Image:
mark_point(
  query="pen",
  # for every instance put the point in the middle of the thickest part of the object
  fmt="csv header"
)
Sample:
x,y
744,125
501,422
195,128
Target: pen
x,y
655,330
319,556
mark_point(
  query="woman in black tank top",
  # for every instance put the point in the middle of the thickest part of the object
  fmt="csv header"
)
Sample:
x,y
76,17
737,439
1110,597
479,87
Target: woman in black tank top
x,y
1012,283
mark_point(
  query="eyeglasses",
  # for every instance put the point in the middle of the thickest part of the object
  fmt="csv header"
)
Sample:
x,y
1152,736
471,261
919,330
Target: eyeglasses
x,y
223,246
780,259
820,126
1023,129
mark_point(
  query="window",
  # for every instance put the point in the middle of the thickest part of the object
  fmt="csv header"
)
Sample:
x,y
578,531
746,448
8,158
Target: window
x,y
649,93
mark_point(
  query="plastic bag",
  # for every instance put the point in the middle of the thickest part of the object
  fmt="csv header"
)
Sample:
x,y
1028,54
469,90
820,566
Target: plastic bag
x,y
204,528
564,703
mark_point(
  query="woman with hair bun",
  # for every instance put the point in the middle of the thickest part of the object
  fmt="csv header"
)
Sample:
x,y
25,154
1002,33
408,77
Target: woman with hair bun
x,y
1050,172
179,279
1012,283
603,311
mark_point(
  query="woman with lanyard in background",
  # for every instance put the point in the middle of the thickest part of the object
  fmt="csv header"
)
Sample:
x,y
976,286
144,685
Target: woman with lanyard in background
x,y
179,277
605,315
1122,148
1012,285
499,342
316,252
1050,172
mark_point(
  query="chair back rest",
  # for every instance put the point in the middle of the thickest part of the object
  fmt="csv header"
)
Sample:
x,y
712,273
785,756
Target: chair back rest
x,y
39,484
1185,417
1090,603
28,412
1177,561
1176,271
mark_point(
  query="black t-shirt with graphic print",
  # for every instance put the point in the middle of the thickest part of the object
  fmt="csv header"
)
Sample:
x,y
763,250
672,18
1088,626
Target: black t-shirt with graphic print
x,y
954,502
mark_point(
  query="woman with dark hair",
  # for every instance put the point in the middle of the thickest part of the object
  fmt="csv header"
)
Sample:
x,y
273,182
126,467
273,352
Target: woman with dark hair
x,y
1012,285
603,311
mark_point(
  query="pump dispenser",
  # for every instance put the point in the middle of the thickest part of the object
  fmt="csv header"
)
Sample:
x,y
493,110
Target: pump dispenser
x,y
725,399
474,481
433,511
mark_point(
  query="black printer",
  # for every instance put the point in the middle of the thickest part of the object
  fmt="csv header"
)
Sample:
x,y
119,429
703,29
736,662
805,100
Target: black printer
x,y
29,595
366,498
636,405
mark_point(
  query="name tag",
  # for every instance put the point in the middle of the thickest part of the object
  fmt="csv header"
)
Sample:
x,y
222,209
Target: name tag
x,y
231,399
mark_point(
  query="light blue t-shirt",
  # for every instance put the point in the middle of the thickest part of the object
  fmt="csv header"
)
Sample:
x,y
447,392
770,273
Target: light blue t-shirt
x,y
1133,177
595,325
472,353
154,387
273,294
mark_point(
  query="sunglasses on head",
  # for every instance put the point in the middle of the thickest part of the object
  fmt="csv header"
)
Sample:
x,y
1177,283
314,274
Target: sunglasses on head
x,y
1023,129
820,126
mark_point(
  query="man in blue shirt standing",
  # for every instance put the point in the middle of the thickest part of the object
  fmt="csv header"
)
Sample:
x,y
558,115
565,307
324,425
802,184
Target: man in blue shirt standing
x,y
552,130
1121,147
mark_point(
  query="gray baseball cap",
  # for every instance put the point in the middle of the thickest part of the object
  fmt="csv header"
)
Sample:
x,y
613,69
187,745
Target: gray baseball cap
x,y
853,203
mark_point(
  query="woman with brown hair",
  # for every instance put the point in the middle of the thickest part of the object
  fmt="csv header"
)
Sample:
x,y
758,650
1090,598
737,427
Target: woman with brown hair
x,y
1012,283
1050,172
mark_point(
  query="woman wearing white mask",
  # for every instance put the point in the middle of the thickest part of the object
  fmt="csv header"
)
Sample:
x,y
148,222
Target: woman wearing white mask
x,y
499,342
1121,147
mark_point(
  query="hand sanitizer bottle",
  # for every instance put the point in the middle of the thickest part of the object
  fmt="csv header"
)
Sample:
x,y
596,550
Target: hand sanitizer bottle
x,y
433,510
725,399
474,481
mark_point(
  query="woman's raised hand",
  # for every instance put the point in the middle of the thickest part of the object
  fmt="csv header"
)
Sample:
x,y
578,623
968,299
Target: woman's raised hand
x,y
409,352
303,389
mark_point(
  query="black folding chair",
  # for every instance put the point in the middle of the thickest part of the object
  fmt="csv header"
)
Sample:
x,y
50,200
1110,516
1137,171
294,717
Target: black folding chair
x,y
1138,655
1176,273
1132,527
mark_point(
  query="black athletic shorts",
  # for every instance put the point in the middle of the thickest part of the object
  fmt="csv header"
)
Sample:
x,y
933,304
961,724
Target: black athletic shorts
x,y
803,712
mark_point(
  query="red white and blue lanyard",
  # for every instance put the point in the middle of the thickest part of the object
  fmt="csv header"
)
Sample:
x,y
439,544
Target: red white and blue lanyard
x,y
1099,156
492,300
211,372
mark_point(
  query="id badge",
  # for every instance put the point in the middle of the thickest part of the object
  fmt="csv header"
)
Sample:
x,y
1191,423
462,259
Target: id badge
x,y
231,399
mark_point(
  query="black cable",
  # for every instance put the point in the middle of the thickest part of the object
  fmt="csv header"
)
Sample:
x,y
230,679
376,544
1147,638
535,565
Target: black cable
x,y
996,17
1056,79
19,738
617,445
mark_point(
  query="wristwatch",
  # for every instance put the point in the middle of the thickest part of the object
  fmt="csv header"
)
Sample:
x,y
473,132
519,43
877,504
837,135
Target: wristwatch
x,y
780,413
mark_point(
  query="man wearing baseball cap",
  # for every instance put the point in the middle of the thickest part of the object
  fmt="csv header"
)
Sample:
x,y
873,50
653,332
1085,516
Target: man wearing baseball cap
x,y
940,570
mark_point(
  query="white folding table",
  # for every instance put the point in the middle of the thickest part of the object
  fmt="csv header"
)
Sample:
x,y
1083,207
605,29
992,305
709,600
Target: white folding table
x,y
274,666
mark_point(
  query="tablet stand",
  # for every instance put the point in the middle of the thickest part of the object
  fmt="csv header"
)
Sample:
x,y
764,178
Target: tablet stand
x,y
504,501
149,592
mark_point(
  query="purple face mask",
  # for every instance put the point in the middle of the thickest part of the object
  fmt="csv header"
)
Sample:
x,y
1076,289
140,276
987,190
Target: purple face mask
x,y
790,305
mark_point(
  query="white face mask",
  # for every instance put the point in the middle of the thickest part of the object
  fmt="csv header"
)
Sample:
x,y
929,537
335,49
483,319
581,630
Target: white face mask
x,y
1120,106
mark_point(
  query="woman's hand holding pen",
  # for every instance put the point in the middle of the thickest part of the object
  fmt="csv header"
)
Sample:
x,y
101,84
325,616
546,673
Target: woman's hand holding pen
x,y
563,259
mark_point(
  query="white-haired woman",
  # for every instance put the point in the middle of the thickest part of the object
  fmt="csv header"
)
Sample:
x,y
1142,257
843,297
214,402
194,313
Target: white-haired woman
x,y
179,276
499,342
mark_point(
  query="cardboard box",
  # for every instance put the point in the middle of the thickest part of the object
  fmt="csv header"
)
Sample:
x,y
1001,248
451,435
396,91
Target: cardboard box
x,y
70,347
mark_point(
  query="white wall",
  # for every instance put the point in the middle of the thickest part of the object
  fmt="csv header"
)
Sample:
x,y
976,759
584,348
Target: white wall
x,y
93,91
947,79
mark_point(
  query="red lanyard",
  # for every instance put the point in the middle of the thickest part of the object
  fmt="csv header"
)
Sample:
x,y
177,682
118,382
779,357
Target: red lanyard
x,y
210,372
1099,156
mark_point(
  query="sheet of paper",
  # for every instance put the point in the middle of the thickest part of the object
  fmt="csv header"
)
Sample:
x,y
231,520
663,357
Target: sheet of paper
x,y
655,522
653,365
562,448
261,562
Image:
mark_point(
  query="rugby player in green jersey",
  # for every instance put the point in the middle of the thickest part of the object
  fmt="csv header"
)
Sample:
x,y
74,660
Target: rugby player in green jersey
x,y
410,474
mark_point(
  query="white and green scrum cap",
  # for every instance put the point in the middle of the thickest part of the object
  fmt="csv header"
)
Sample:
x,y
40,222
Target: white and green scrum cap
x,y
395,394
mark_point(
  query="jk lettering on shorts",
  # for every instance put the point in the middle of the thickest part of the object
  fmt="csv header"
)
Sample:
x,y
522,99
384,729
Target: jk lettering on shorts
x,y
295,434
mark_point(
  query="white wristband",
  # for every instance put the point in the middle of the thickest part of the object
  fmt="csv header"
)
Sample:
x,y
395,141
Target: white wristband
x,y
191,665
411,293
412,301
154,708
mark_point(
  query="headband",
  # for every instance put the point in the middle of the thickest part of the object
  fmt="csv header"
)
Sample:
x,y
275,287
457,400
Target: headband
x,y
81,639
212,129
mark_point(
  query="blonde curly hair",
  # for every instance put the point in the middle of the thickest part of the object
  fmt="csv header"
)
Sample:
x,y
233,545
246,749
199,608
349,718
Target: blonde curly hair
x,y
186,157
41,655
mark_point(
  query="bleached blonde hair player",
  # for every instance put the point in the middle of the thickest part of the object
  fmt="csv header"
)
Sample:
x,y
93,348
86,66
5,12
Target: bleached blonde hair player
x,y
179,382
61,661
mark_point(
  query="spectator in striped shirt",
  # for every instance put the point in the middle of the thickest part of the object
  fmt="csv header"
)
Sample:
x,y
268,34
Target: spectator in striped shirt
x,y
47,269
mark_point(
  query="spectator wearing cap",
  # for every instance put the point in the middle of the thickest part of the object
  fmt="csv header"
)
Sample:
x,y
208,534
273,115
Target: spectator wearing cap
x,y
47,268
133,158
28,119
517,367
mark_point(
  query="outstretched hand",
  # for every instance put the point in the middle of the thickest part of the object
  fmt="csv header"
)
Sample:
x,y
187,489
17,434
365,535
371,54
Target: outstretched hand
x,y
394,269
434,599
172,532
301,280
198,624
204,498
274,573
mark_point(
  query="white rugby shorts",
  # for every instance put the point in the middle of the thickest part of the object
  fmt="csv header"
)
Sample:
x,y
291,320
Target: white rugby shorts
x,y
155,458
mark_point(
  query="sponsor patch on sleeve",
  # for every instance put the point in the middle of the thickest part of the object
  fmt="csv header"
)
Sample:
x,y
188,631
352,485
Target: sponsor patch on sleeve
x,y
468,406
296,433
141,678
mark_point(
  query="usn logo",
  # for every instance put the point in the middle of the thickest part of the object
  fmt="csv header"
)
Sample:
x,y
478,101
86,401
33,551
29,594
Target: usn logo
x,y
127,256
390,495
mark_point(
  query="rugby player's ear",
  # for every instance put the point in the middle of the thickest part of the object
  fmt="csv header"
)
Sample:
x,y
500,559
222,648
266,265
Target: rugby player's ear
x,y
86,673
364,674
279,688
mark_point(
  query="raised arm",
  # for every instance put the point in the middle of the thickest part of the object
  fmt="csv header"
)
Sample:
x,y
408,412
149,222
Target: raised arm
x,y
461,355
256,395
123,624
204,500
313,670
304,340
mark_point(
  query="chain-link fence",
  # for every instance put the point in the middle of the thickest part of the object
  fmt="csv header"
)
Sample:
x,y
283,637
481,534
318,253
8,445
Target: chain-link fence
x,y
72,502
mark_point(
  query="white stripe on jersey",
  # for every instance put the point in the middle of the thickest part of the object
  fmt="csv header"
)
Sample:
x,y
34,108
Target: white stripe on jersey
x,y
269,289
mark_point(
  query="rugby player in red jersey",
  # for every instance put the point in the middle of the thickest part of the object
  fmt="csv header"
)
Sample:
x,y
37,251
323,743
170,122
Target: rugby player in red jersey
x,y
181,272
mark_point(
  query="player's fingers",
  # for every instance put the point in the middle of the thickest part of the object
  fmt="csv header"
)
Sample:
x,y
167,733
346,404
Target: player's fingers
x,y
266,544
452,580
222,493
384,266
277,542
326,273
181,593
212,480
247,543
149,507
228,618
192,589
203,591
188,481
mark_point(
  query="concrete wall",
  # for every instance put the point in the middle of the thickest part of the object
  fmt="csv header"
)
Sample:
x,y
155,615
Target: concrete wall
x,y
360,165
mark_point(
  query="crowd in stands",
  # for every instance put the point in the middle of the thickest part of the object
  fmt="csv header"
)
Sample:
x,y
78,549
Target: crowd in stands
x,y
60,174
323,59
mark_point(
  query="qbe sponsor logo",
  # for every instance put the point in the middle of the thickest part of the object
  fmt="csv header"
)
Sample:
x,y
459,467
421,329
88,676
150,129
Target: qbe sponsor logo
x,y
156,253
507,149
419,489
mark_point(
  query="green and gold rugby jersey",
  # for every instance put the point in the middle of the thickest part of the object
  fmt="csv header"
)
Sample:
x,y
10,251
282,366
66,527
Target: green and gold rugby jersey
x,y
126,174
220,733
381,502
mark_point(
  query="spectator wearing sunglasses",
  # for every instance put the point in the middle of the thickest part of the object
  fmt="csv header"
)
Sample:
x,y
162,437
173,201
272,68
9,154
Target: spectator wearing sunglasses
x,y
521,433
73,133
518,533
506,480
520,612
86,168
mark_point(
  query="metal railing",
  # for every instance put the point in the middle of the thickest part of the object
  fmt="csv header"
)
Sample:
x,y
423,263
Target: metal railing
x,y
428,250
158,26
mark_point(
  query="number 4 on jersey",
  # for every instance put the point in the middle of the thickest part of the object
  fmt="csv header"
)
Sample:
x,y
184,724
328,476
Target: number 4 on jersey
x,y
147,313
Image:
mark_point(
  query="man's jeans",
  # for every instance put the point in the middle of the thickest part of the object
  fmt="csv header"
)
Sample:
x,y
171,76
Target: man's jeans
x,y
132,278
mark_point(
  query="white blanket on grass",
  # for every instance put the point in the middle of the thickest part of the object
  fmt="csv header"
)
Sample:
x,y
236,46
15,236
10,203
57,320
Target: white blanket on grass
_ _ _ _ _ _ _
Copy, from the data above, every line where the word "blanket" appears.

  query="white blanket on grass",
Target: white blanket on grass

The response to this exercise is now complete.